■ **Aim of the task**: Could you please count how many lines in the data below hold the string "blue"? Reply with only the number.

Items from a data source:
Start of Block
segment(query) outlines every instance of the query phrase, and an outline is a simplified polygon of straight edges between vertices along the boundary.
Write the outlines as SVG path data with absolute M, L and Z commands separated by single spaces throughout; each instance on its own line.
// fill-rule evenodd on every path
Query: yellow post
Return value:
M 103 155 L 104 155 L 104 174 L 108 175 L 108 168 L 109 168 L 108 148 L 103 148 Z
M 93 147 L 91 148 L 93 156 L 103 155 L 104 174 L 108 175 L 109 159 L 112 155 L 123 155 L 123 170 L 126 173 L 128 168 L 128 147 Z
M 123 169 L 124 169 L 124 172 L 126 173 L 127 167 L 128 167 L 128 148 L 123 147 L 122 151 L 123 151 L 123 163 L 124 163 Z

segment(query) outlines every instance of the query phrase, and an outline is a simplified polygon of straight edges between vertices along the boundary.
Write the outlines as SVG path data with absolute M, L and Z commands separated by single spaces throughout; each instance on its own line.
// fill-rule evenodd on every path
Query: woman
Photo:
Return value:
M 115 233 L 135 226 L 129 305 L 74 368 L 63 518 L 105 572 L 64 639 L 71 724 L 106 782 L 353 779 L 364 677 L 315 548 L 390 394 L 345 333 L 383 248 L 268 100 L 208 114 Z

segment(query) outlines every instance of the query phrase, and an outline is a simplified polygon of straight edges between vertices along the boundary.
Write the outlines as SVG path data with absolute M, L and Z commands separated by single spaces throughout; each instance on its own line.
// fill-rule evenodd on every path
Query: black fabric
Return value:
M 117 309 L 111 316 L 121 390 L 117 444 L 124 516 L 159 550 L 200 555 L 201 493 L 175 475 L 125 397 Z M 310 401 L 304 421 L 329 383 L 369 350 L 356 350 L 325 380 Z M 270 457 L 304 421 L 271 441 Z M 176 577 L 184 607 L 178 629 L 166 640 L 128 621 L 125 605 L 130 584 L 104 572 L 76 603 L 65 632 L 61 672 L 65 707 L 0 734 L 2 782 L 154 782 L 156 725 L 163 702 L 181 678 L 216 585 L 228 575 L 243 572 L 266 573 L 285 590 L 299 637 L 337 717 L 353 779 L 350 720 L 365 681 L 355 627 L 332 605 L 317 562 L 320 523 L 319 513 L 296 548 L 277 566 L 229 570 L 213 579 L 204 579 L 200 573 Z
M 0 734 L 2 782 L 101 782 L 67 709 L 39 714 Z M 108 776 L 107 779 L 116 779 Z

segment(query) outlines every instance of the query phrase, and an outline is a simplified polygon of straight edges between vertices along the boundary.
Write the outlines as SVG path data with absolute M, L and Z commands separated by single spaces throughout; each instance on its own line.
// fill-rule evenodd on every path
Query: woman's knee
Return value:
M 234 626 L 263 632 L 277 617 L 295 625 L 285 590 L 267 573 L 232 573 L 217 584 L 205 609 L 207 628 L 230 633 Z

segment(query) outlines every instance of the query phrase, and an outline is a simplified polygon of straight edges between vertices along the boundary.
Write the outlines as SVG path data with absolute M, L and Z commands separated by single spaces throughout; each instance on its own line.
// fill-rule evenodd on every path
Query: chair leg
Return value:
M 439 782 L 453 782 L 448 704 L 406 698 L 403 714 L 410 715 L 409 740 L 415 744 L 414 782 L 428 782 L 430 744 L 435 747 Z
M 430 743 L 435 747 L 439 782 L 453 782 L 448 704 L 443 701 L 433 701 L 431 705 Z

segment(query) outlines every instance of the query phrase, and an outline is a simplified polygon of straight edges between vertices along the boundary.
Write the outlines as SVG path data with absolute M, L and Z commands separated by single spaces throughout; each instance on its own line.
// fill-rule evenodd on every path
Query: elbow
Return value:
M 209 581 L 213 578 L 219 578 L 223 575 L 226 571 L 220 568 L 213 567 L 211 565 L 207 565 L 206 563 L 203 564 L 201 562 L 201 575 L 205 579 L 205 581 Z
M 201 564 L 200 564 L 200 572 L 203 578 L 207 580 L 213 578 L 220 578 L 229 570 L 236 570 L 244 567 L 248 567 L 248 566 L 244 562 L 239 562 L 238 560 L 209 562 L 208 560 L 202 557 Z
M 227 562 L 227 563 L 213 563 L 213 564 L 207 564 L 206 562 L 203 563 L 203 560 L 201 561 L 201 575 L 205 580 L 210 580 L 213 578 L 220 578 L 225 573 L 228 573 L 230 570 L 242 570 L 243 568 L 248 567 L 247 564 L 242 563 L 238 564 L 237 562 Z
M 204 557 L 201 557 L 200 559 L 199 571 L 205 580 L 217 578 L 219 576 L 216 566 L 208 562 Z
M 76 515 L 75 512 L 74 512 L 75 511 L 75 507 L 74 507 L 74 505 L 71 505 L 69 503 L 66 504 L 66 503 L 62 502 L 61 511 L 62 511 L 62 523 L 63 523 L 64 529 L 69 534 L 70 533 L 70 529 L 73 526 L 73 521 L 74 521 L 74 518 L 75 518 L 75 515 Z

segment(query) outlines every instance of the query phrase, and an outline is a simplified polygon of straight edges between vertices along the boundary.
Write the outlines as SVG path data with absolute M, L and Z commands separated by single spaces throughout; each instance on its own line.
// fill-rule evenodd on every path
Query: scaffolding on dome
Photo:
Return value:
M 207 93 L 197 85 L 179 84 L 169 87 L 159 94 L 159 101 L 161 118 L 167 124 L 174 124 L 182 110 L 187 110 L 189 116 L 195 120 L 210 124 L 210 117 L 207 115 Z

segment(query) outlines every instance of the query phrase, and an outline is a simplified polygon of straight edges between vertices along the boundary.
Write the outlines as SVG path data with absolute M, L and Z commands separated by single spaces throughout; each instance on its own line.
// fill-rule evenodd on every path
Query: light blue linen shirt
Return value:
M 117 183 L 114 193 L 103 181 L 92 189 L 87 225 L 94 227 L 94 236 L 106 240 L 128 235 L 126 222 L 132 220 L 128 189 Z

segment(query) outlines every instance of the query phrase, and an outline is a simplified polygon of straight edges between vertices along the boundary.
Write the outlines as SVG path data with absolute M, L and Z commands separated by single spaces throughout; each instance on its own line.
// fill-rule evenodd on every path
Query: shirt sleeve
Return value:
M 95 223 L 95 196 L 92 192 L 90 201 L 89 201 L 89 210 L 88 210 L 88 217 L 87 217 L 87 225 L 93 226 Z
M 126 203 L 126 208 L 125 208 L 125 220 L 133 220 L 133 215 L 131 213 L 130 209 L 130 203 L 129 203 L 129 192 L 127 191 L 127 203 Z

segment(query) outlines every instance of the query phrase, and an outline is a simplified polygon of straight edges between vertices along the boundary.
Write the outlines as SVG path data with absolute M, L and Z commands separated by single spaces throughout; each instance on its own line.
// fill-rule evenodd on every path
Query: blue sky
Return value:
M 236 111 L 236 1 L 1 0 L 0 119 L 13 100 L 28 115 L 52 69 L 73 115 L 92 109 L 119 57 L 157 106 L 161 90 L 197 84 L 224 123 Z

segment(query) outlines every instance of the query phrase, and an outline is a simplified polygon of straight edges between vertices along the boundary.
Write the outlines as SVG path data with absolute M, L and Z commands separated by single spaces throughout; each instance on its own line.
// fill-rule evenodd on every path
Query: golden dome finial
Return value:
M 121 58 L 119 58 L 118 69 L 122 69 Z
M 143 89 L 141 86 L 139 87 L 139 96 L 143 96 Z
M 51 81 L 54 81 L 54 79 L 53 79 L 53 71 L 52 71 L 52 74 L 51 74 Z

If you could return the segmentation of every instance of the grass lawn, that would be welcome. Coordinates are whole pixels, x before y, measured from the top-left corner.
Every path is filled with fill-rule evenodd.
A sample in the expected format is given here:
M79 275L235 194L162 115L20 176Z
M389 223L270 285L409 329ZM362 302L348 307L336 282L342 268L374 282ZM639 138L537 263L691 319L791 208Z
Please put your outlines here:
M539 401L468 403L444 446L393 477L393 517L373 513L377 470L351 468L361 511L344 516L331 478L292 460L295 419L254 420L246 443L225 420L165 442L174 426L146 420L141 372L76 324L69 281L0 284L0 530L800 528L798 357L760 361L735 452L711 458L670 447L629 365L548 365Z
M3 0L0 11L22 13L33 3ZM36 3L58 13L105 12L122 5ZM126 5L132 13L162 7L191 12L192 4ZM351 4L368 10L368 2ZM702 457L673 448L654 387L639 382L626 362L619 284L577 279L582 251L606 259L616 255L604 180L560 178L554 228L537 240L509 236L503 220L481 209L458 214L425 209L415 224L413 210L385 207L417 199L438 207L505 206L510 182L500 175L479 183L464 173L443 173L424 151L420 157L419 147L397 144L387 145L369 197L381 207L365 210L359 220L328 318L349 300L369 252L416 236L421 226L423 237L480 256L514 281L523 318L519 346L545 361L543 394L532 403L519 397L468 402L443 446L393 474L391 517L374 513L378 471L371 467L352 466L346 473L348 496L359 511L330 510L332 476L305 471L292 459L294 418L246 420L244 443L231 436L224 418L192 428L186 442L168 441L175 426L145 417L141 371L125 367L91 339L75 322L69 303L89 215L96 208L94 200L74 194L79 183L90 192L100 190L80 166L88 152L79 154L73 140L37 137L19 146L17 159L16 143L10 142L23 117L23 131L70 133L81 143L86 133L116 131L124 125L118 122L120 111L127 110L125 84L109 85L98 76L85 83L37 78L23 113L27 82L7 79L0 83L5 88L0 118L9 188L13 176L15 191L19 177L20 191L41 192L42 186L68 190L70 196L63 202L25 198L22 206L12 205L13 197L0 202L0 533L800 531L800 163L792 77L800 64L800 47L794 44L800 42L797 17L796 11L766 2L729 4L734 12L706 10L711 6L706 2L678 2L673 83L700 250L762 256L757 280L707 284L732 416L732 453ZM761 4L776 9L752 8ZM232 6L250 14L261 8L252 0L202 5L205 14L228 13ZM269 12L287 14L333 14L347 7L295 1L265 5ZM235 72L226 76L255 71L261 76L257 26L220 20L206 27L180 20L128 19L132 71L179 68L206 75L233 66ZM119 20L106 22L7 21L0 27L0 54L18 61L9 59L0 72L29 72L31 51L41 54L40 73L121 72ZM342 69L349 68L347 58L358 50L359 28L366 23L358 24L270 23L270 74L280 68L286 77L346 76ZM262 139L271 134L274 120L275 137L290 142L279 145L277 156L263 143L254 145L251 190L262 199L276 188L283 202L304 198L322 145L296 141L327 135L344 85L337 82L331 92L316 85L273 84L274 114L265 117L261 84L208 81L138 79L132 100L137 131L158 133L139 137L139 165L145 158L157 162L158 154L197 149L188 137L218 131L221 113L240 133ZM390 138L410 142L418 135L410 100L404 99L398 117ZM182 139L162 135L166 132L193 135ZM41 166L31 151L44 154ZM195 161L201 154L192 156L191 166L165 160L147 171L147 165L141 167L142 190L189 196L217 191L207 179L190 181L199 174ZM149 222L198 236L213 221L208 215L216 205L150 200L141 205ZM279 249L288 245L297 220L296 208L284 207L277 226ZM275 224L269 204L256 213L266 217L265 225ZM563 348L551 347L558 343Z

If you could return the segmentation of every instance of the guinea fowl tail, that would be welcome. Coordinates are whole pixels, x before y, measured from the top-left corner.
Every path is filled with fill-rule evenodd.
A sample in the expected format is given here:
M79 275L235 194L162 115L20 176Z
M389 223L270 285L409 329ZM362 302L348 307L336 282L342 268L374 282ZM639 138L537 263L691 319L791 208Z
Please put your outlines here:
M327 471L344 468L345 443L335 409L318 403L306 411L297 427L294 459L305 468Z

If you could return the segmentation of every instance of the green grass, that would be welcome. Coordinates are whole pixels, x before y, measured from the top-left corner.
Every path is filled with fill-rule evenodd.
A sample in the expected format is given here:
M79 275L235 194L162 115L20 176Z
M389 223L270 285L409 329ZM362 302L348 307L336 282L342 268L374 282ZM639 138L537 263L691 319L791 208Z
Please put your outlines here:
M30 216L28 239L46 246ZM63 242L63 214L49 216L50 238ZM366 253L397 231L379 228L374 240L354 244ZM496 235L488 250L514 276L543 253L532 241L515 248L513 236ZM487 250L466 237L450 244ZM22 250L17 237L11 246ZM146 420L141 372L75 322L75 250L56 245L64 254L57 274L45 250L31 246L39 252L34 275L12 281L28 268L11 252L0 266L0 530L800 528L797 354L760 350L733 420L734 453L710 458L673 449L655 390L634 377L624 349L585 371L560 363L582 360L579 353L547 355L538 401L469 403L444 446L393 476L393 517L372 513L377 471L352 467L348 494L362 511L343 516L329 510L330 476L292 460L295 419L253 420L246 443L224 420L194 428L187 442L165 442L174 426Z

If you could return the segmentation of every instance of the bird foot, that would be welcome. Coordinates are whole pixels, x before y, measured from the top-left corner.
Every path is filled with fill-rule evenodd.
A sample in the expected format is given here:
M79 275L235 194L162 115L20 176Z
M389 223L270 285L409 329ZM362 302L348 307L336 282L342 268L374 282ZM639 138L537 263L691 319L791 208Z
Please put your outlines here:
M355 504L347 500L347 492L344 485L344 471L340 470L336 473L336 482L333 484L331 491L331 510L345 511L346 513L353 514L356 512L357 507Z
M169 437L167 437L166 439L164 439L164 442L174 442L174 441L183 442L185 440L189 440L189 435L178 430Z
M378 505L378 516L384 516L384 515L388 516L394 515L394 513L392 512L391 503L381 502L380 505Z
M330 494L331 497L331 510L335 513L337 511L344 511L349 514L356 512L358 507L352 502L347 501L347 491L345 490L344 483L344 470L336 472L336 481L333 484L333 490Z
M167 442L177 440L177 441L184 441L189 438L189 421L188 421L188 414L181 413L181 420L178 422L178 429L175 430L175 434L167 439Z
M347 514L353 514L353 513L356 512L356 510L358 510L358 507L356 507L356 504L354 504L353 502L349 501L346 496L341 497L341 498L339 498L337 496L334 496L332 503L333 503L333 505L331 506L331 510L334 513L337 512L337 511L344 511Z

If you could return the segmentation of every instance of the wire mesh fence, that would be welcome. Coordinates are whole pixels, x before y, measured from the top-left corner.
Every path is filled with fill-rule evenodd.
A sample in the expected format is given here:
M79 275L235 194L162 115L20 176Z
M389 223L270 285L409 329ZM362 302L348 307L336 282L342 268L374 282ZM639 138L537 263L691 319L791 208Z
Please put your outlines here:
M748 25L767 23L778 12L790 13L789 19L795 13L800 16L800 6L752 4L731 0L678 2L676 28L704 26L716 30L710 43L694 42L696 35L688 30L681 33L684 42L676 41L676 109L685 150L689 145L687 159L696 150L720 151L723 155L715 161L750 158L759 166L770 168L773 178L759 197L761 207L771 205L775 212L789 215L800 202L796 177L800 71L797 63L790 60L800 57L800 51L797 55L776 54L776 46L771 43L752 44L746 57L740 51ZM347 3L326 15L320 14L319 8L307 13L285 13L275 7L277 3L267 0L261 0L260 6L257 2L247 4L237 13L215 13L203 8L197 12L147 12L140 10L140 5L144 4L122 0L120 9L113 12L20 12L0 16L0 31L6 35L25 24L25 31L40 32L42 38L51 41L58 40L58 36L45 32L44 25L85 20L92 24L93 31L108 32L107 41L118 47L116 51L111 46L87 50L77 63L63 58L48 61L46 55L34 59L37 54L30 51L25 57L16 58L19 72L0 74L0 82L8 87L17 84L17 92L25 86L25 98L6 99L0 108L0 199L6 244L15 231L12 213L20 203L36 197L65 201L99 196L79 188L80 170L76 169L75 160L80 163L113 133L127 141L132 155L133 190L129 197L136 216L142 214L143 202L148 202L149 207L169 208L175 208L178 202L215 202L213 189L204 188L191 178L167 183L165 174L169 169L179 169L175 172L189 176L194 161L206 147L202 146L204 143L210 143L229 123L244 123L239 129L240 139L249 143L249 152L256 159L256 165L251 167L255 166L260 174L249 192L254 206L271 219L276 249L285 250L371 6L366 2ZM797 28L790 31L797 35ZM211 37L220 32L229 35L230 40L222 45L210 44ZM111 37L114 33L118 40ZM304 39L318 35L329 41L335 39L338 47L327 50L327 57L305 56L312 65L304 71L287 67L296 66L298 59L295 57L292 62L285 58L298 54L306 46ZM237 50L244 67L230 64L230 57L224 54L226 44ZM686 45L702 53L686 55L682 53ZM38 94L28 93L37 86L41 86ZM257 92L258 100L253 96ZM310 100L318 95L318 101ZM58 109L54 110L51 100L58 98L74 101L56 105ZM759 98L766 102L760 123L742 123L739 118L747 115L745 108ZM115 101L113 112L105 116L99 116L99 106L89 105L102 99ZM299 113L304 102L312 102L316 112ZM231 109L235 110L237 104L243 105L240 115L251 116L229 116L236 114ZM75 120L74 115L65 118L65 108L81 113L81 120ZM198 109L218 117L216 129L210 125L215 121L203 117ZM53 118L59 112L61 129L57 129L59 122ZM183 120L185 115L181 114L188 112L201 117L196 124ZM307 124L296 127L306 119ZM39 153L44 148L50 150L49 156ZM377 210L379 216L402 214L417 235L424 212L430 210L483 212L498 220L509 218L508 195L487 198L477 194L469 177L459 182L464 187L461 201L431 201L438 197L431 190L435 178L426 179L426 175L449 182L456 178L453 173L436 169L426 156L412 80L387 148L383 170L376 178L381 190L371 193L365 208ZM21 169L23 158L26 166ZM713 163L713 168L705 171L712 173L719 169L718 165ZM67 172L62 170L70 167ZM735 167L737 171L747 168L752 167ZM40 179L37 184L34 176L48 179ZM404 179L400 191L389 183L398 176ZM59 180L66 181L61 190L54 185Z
End of Block
■ **Exercise response**: 2